● **Problem requirements**:
Please set down all the lines beneath this one exactly, without the pictures.

● **Task inputs**:
* * * *

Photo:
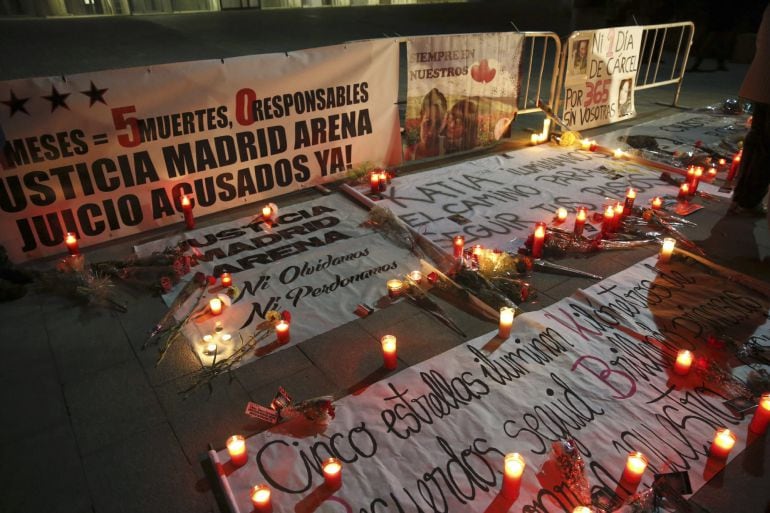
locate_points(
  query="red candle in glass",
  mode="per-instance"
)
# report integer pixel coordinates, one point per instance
(734, 165)
(683, 362)
(260, 499)
(636, 464)
(236, 448)
(383, 181)
(374, 183)
(389, 352)
(580, 221)
(629, 205)
(189, 220)
(332, 469)
(513, 469)
(609, 220)
(215, 305)
(71, 241)
(762, 416)
(538, 240)
(724, 440)
(696, 176)
(618, 216)
(282, 331)
(458, 244)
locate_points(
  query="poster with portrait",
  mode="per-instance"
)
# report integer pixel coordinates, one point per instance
(600, 75)
(462, 92)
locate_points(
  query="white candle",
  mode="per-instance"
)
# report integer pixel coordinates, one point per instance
(666, 250)
(506, 321)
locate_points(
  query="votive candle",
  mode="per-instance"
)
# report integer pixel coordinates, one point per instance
(383, 181)
(724, 440)
(458, 245)
(761, 416)
(189, 220)
(236, 448)
(580, 221)
(666, 250)
(71, 241)
(374, 183)
(609, 220)
(282, 332)
(696, 176)
(260, 499)
(683, 362)
(618, 216)
(506, 321)
(332, 469)
(636, 464)
(538, 240)
(734, 165)
(215, 305)
(394, 288)
(389, 352)
(513, 469)
(629, 205)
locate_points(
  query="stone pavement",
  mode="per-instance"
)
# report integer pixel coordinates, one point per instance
(92, 425)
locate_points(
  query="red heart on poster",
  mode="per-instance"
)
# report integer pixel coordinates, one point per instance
(481, 72)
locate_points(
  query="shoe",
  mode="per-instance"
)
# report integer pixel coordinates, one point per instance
(756, 211)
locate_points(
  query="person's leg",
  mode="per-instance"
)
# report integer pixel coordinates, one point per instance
(754, 173)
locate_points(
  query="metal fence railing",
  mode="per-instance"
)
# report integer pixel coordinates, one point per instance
(673, 40)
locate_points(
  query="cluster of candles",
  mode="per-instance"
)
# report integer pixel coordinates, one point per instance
(513, 463)
(378, 181)
(211, 347)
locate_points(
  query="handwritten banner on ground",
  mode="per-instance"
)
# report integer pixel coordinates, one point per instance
(109, 154)
(317, 262)
(461, 92)
(600, 74)
(666, 139)
(495, 201)
(595, 367)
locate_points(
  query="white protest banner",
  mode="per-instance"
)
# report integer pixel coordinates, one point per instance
(316, 261)
(462, 91)
(495, 201)
(600, 75)
(596, 368)
(109, 154)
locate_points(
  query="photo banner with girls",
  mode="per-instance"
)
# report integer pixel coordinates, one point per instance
(574, 390)
(600, 74)
(462, 92)
(109, 154)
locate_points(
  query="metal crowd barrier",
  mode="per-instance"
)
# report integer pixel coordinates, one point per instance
(662, 58)
(655, 40)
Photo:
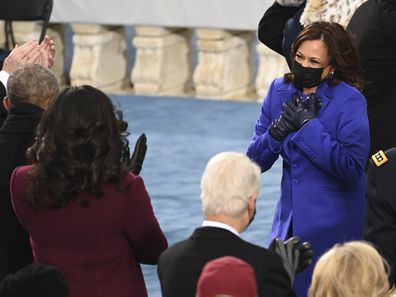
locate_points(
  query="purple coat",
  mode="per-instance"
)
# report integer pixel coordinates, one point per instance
(323, 176)
(98, 248)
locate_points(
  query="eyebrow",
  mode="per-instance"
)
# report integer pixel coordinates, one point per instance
(316, 59)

* * * *

● **Completed task**:
Photo:
locate_points(
  query="red candle in glass",
  mode="per-instance"
)
# report integer pixel coordinates, one point per instance
(734, 165)
(683, 362)
(260, 499)
(636, 464)
(236, 448)
(383, 181)
(374, 183)
(389, 352)
(580, 221)
(629, 205)
(189, 220)
(332, 469)
(513, 469)
(609, 220)
(215, 305)
(71, 241)
(762, 416)
(538, 240)
(724, 440)
(696, 176)
(618, 216)
(282, 331)
(458, 244)
locate_points(
  query="poster with portrait",
  mode="per-instance"
)
# report integer pixel coordinates, one point per instance
(600, 75)
(462, 92)
locate_points(
  query="white candle",
  mode="per-instance"
)
# report integer pixel coordinates, one point per instance
(666, 250)
(506, 321)
locate_points(
  query="votive candle",
  mode="per-instance"
)
# report integer pixel coordinates, one point per instance
(383, 181)
(724, 440)
(458, 245)
(761, 416)
(189, 220)
(236, 448)
(580, 221)
(666, 250)
(71, 241)
(374, 183)
(609, 220)
(282, 332)
(696, 176)
(260, 499)
(683, 362)
(618, 216)
(506, 321)
(332, 469)
(636, 464)
(538, 240)
(734, 165)
(215, 305)
(394, 288)
(389, 352)
(513, 469)
(629, 205)
locate_points(
  query="stone pavement",
  mode="per-instance"
)
# report integer pixel coordinates, one point per instance
(92, 425)
locate_points(
  query="red heart on poster",
  mode="per-instance"
)
# report integer pixel coordinates, one point per instance
(481, 72)
locate_points(
  query="shoe",
  mode="per-instance"
)
# report integer pixel coordinates, one point per instance
(756, 211)
locate_points(
  query="person's leg",
  mode="per-instance"
)
# report integer pixel coordinates, one point per instance
(754, 173)
locate_points(
  query="metal fence railing",
  mode="per-instance"
)
# report integer pixel coordinates, one point per instance
(673, 40)
locate_points(
  query="cluster of candles",
  mode="per-instance"
)
# report integer pixel coordinates, one point per instance
(513, 463)
(378, 181)
(211, 347)
locate_points(
  query="handwritten banner on ground",
  mode="per-instance"
)
# report integer pixel coordinates, one point per instance
(109, 154)
(317, 262)
(461, 92)
(600, 74)
(666, 139)
(495, 201)
(595, 367)
locate_points(
  query="white protest banner",
  mode="per-instance"
)
# report integer pixel coordinates, one point per instance
(316, 261)
(462, 91)
(495, 201)
(600, 75)
(596, 368)
(109, 154)
locate_points(
  query="photo banner with girls",
  mode="per-instance"
)
# report integer pixel coordinates, one point per instance
(574, 390)
(600, 74)
(462, 92)
(109, 154)
locate_points(
  query="metal crowd barrier",
  mode="per-instance"
)
# report integer pixel coordinates, one point per instance
(662, 58)
(655, 40)
Photo:
locate_points(
  query="purple coat",
  mode="per-instance"
)
# report integer pixel coordinates, one point per instance
(323, 176)
(98, 248)
locate_points(
  query="eyebrow",
  mode="per-instance"
)
# report integer pixel coordinates, one point per instance
(316, 59)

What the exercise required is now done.